====== TEKST

In november 2016 werd voor het eerst in Nederland massale sterfte onder wilde vogels vastgesteld als gevolg van vogelgriep. Het betrof een hoogpathogene vogelgriep van subtype H5N8 (HPAI H5N8). Bij een enkele vogel werd H5N5 vastgesteld. Gelijktijdig kwamen vanuit diverse andere Europese landen soortgelijke meldingen. Ook in december werd massale vogelsterfte geregistreerd, maar sindsdien lijkt de situatie in Nederland rustiger. Alertheid blijft echter geboden.
Vanaf de tweede week van november vorig jaar werd een sterke stijging zichtbaar in het aantal meldingen van dode wilde vogels via het gezamenlijke meldpunt voor vogelsterfte van Sovon en DWHC. Al snel werd duidelijk dat er op de Gouwzee en het Wolderwijd ongewone sterfte plaatsvond, met name onder duikeenden (kuif- en tafeleenden). De vogels bleken besmet met HPAI H5N8.
Opruimen kadavers
Verschillende organisaties, waaronder gemeenten, waterschappen en Rijkswaterstaat, raakten betrokken bij het opruimen van de kadavers en zodoende ook bij de registratie van de aantallen. Eind november stond de teller van het aantal opgeruimde kadavers op en rond de Gouwzee en de Randmeren op ca. 4500. Het betrof merendeels Kuifeenden.
Tweede piek vogelsterfte
Vanaf begin december tekende zich een tweede piek af in massale vogelsterfte. Zowel het aantal locaties als het aantal soorten dat hierbij betrokken was nam toe. Het meest opvallend waren meldingen van circa 500 dode vogels op Texel en circa 1700 dode vogels in Friesland. Ditmaal waren het vooral smienten. Opmerkelijk was dat het aantal meldingen uit Zeeland, waar jaarlijks ook veel watervogels overwinteren, beperkt bleef.

============

OPDRACHT:
Zet de tekst over de vogelgriep onder wilde vogels voort vanaf het punt waar hij ophoudt. Het materiaal hieronder heeft niets met de tekst te maken.

====== GEGEVENSOVERZICHT

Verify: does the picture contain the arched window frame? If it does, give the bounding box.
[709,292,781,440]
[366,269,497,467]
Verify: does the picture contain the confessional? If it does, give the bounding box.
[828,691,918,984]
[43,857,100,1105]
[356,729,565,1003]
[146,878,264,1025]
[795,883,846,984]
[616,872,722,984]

============
====== GEGEVENSOVERZICHT

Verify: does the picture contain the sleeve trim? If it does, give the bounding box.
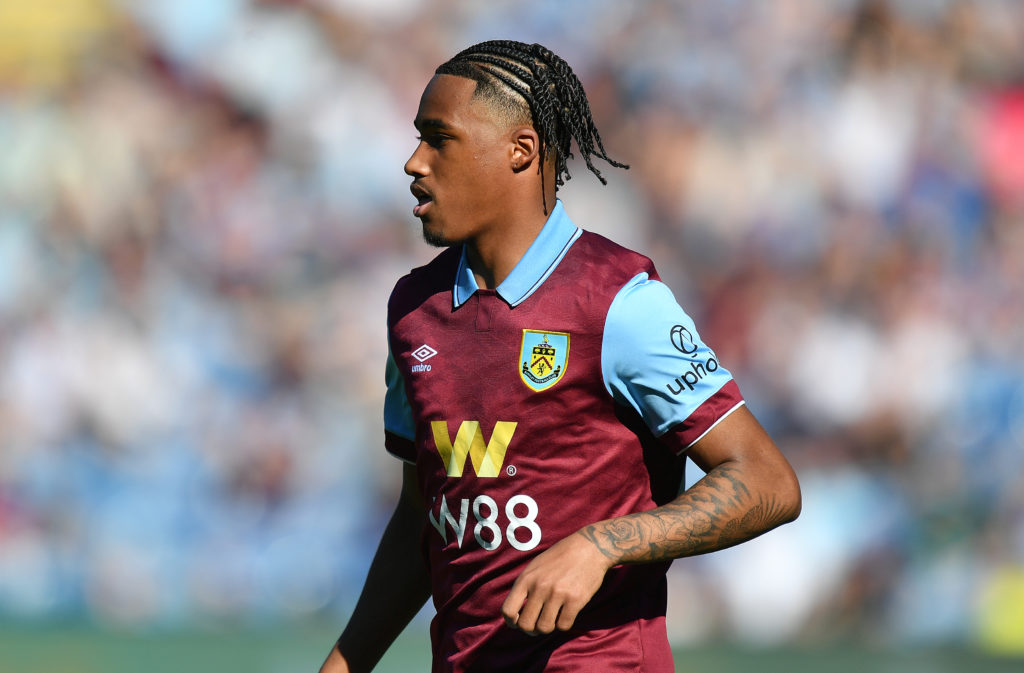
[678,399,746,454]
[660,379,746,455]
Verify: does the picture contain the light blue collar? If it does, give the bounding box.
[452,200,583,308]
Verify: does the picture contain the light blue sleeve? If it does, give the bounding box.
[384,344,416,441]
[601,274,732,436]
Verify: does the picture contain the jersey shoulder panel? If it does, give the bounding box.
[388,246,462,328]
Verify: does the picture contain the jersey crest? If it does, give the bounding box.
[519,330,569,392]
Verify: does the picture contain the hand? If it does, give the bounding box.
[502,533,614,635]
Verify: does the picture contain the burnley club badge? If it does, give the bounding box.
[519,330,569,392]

============

ANTWOORD:
Gestage afname dode vogels
Vanaf de tweede helft van december nam het aantal meldingen gestaag af. Het iets hogere aantal dode vogels in de tweede week van januari betrof ca. 140 meeuwen (met name kokmeeuwen) bij Markelo. Enkele hiervan zijn onderzocht maar AI werd niet aangetoond.
Getroffen vogelsoorten
Dodelijke HPAI H5N8 is in Nederland in 2016/17 tot dusver aangetoond bij de volgende soorten: wilde eend, knobbelzwaan, brandgans, grauwe gans, eider, tafeleend, kuifeend, smient, wintertaling, fuut, kokmeeuw, stormmeeuw, kleine mantelmeeuw, zilvermeeuw, grote mantelmeeuw, zeearend, buizerd, slechtvalk, zwarte kraai en ekster. Opvallende sterfte werd ook bij enkele andere (watervogel)soorten waargenomen (bijvoorbeeld blauwe reiger). Bij een aantal van deze soorten is HPAI H5N8 elders in Europa vastgesteld. De sterfte was het meest prominent onder kuifeend en smient.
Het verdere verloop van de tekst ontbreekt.